**Point annotations for photos**:
== == ==
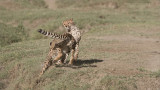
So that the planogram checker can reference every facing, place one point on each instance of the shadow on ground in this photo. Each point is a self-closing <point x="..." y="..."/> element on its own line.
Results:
<point x="82" y="63"/>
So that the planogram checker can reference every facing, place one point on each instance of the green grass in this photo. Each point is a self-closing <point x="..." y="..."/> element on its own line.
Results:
<point x="23" y="50"/>
<point x="11" y="34"/>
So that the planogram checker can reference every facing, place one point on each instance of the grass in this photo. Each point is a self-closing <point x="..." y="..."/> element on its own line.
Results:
<point x="23" y="50"/>
<point x="11" y="34"/>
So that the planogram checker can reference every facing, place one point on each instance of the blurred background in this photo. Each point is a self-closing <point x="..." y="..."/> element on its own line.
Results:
<point x="19" y="19"/>
<point x="119" y="50"/>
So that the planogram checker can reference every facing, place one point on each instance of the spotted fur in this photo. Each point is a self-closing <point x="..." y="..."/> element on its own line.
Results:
<point x="75" y="32"/>
<point x="59" y="48"/>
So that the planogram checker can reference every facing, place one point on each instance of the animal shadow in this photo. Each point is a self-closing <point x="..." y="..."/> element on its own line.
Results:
<point x="82" y="63"/>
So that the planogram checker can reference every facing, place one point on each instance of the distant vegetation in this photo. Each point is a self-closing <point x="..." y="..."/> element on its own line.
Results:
<point x="11" y="34"/>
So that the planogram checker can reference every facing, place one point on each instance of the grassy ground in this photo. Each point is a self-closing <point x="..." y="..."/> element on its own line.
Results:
<point x="119" y="49"/>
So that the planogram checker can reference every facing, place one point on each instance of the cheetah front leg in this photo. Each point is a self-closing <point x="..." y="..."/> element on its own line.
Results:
<point x="72" y="57"/>
<point x="48" y="62"/>
<point x="76" y="52"/>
== == ==
**Description of the task**:
Convert every one of the entries above into a JSON list of strings, one string per line, leaving out blank lines and the pictures.

**Result of this task**:
[
  "So that the planogram checker can reference every facing, place one point on each instance of the shadow on ground in this photo. Each point is a self-closing <point x=\"...\" y=\"...\"/> element on its own line.",
  "Results:",
  "<point x=\"82\" y=\"63\"/>",
  "So that the planogram checker can reference every facing, place one point on each instance of the green grass in this photo. Each point is a self-closing <point x=\"...\" y=\"...\"/> element on its own line.",
  "Results:",
  "<point x=\"23\" y=\"50\"/>",
  "<point x=\"11\" y=\"34\"/>",
  "So that the planogram checker can reference every facing, place one point on each instance of the grass in this photo. Each point is a self-closing <point x=\"...\" y=\"...\"/> element on its own line.",
  "Results:",
  "<point x=\"23\" y=\"50\"/>",
  "<point x=\"11\" y=\"34\"/>",
  "So that the planogram checker can reference every facing, place one point on each instance of the blurred background in this photo. Each point is a self-closing <point x=\"...\" y=\"...\"/> element on its own line.",
  "Results:",
  "<point x=\"19\" y=\"19\"/>",
  "<point x=\"119\" y=\"50\"/>",
  "So that the planogram checker can reference every facing, place one point on each instance of the spotted fur in this photo. Each point is a self-closing <point x=\"...\" y=\"...\"/> element on its own line.",
  "Results:",
  "<point x=\"75\" y=\"32\"/>",
  "<point x=\"59\" y=\"48\"/>",
  "So that the planogram checker can reference every facing, place one point on each instance of the animal shadow in this photo. Each point is a self-closing <point x=\"...\" y=\"...\"/> element on its own line.",
  "Results:",
  "<point x=\"82\" y=\"63\"/>",
  "So that the planogram checker can reference every facing, place one point on each instance of the distant vegetation in this photo. Each point is a self-closing <point x=\"...\" y=\"...\"/> element on its own line.",
  "Results:",
  "<point x=\"11\" y=\"34\"/>",
  "So that the planogram checker can reference every facing, place one point on each instance of the grassy ground in this photo. Each point is a self-closing <point x=\"...\" y=\"...\"/> element on its own line.",
  "Results:",
  "<point x=\"119\" y=\"49\"/>",
  "So that the planogram checker can reference every facing, place one point on each instance of the cheetah front leg in this photo. Each point is a self-closing <point x=\"...\" y=\"...\"/> element on its own line.",
  "Results:",
  "<point x=\"72\" y=\"57\"/>",
  "<point x=\"48\" y=\"62\"/>",
  "<point x=\"76\" y=\"52\"/>"
]